▸ **PETUNJUK LATIHAN**: Lanjutkan teks tentang penghancuran pemakaman al-Baqi, mulai tepat setelah kalimat terakhirnya.

▸ **TEKS KUTIPAN**:
Berdasarkan penelitian akademis oleh Adeel Mohammadi, penghancuran al-Baqi oleh Wahhabi juga mengandung unsur politik. Pemimpin muslim bertanggung jawab pada penerapan “amar ma’ruf nahi munkar” (mengajak kebaikan dan mencegah kemungkaran) supaya bisa menerapkan itu maka harus memiliki kekuatan politik. Penghancuran oleh Wahhabi merupakan implikasi kegiatan politik untuk membangun kekuasaan Najd di Hijaz, yang terdiri dari kekuasaan religius Najd, para akademikus Wahhabi, dan kekuasaan politik pemerintahan keluarga Saudi. Mohammadi berargumentasi bahwa “Kekuasaan Saudi sedang mencari pengakuan atas kekuasaan politik yang baru”.[3] Wahhabisme berpandangan bahwa penghancuran makam merupakan tindakan keadilan terhadap teologi dan prinsip politik. Menurut Mohammadi, penghancuran dijadikan sebagai tanda kemenangan terhadap Syiah, karena terdapat kuburan beberapa Imam Syiah di pemakaman al-Baqi dan juga para ahlulbait (keluarga Muhammad).[3]

Pembongkaran sunting

Pembongkaran pertama sunting

 
Bangunan berkubah di kompleks pemakaman al-Baqi sebelum dibongkar

Pada awal pemerintahan Wangsa Saud di abad ke-19 (1806) di Makkah dan Madinah, mereka menghancurkan bangunan-bangunan suci dan religius termasuk makam dan masjid-masjid di dalam maupun di luar bangunan Al-Baqi, mengikuti ajaran Nabi Islam, Muhammad. Bangunan dihancurkan sampai rata dengan tanah dan diberi penanda seperti batu besar di atas kuburan tersebut sebagai penanda bahwa itu adalah kuburan. Selain itu, pemakaman juga dikelilingi oleh pagar tembok untuk mencegah kerumunan peziarah serta menjaga kuburan agar tetap bersih baik dari sampah dan juga kesyirikan yang dilakukan orang-orang yang ingin berziarah ke sana.

▸ **DATA YANG DIBERIKAN**:
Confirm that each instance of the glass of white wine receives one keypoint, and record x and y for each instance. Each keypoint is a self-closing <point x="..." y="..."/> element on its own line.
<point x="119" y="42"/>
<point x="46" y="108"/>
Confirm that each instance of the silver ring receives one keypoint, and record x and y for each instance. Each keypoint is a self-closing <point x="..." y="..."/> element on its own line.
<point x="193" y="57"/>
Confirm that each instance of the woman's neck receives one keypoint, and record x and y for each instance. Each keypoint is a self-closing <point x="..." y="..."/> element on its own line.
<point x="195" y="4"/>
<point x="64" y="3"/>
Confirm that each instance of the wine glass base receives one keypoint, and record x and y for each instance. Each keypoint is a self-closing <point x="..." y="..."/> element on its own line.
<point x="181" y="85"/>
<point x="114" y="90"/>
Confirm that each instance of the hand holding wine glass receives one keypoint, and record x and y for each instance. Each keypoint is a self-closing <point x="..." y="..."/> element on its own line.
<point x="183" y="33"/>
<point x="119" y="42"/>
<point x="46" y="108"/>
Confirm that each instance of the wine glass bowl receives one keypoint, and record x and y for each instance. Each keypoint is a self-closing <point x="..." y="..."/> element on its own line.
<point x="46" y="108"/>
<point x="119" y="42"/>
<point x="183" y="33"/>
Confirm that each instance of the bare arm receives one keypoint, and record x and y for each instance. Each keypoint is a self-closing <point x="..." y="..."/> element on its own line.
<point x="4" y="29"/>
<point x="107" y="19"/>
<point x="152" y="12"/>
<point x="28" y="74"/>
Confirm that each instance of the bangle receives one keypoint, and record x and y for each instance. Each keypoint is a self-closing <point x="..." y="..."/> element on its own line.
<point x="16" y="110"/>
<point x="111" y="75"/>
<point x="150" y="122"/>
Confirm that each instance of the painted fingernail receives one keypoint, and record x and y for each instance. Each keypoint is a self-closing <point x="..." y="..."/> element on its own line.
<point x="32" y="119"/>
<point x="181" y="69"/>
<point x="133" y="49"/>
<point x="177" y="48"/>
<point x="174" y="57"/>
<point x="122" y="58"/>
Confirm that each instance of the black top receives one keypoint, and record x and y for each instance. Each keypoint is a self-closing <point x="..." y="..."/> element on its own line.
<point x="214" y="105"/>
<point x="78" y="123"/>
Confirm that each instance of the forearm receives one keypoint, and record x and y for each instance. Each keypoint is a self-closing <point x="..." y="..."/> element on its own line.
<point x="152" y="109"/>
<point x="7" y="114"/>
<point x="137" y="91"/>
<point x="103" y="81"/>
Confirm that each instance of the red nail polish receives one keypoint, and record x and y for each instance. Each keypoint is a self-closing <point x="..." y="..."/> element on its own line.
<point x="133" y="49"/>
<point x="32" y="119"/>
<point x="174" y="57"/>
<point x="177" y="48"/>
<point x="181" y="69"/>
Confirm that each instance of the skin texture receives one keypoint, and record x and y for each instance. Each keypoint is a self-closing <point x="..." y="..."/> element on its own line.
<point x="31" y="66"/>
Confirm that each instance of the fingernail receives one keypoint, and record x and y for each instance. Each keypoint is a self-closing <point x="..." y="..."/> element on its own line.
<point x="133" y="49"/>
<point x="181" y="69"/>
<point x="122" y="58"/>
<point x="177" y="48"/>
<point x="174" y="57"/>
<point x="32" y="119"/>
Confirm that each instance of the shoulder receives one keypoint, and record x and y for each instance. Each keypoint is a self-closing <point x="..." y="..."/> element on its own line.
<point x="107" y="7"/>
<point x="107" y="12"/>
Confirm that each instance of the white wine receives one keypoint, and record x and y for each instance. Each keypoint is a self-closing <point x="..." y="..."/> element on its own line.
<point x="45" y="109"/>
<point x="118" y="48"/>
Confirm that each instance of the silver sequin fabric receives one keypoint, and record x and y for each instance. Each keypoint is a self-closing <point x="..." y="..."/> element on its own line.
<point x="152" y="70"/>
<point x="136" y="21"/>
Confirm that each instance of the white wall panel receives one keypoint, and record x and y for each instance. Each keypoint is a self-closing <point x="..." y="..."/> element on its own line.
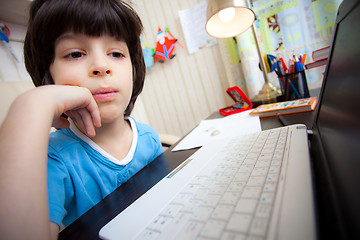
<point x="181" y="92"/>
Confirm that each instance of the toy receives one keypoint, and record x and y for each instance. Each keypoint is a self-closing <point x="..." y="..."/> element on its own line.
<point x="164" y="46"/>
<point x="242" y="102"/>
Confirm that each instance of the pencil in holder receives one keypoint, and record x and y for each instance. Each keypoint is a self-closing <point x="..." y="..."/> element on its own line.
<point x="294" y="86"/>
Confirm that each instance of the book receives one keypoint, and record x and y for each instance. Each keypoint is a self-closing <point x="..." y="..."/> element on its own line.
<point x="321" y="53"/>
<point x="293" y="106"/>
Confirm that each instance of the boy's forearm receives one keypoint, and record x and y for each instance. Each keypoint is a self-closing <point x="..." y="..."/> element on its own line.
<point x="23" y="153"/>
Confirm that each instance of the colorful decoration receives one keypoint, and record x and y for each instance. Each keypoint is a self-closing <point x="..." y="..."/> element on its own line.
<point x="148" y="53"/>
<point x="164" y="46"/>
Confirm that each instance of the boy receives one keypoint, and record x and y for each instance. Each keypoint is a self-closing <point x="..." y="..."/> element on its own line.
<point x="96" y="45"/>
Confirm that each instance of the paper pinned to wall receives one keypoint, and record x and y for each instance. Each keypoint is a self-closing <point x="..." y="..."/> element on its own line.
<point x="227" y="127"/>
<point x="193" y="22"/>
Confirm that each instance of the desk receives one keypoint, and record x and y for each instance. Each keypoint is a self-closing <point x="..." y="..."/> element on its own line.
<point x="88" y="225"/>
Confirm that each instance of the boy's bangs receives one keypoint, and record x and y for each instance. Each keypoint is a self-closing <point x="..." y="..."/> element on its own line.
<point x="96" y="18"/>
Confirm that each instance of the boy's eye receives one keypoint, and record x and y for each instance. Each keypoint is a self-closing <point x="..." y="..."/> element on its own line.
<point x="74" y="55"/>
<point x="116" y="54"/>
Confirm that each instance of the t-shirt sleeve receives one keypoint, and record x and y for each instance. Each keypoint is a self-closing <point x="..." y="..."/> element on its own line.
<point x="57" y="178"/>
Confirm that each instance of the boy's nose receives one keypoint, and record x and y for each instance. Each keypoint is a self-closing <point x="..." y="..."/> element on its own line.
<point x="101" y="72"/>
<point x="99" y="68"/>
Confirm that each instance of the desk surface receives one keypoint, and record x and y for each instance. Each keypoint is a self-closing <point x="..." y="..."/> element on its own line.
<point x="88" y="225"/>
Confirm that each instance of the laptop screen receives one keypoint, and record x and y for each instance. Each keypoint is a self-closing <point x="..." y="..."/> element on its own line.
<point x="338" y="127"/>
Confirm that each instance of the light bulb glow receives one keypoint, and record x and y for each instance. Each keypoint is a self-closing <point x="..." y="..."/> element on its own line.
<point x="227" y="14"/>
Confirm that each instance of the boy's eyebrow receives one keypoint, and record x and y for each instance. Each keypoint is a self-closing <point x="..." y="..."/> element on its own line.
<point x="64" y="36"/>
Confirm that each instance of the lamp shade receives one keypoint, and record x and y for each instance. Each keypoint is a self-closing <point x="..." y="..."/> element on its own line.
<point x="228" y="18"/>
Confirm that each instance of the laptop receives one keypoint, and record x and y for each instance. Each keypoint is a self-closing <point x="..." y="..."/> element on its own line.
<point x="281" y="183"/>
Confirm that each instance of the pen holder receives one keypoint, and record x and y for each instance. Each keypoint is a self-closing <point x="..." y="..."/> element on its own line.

▸ **JAWABAN SOAL**:
Setelah pengambilalihan kota suci, Wangsa Saud membolehkan setiap umat Islam yang berhaji maupun berumrah dengan syarat mematuhi aturan yang telah dibuat oleh pihak wangsa Saudi.[13] Beberapa tahun kemudian mereka menambah peraturan[14] seperti melarang orang membawa alat musik seperti seruling dan tambur, serta melakukan tradisi syirik seperti mahmal (benda yang sering dibawa orang berhaji namun dilarang tegas oleh wangsa Saudi).[14] Pada tahun 1805, setahun sebelum pembongkaran makam, muslim yang tidak diperbolehkan Haji adalah muslim yang berasal dari Irak, Iran, Suriah, Mesir, dan Maghribi.[13][14]

Sultan Mahmud II yang berkuasa di Utsmaniyah saat itu, diperintahkan oleh pemerintah Mesir, Muhammad Ali Pasha untuk merebut kembali wilayah yang diduduki oleh pemberontakan Wahabi. Hal inilah yang menyebabkan Perang Wahabi-Utsmaniyah terjadi. Ibrahim Pasha, anak Muhammad Ali Pasha, berhasil mengalahkan pasukan pemberontak di peperangan Diriyah pada tahun 1818. atas perintah Sultan Mahmud II,[4] Ottoman kembali membangun bangunan bangunan kubah dengan seni khas Utsmaniyah yang dilakukan pada tahun 1840 sampai 1860.[13] Pada tahun 1853, Sir Richard Francis Burton, mengunjungi Madinah dengan menyamar menjadi Muslim Afghan bernama Abdullah, ia berkata bahwa terdapat 55 bangunan masjid dan makam suci di bawah kekuasaan Utsmaniyah. Seorang penjelajah berkebangsaan Inggris berpendapat bahwa daerah kekuasaan Utsmaniyah mirip seperti Istanbul dipenuhi dengan dinding putih, menara-menara terbuat dari emas, dan lapangan hijau.[15] Selain itu, pada tahun 1901 dan 1908, Ibrahim Rifat Pasha, penjelajah Mesir, mendeskripsian 16 bangunan kubah merupakan bangunan kuburan perorangan ataupun kelompok.[3]

Pembongkaran kedua sunting

 
Pemakaman Baqi setelah dibongkar

Antara tahun 1924[4] dan 1925,[2] Wangsa Saud merebut kembali kekuasaan di Hijaz, Pembongkaran dimulai pada tanggal 21 April 1926[4] atau 1925,[3][16] Ibnu Saud menugasi Qadi Abdullah bin Bulaihid untuk menghancurkan pemakaman yang dilakukan oleh Ikhwan, milisi religius Wahabi.[17] Batu nisan yang terpasang pada makam tersebut juga dihancurkan pada peristiwa pembongkaran tersebut.[2] Mualaf Britania Raya Eldon Rutter membandingkan pembongkaran tersebut seolah-olah terjadi gempa bumi: Tidak ada bangunan makam lagi kecuali hanya gundukan tanah dan batu, potongan-potongan kayu, batakan besi, serta puing-puing reruntuhan batu bata.[4] Namun walaupun begitu, ini baik.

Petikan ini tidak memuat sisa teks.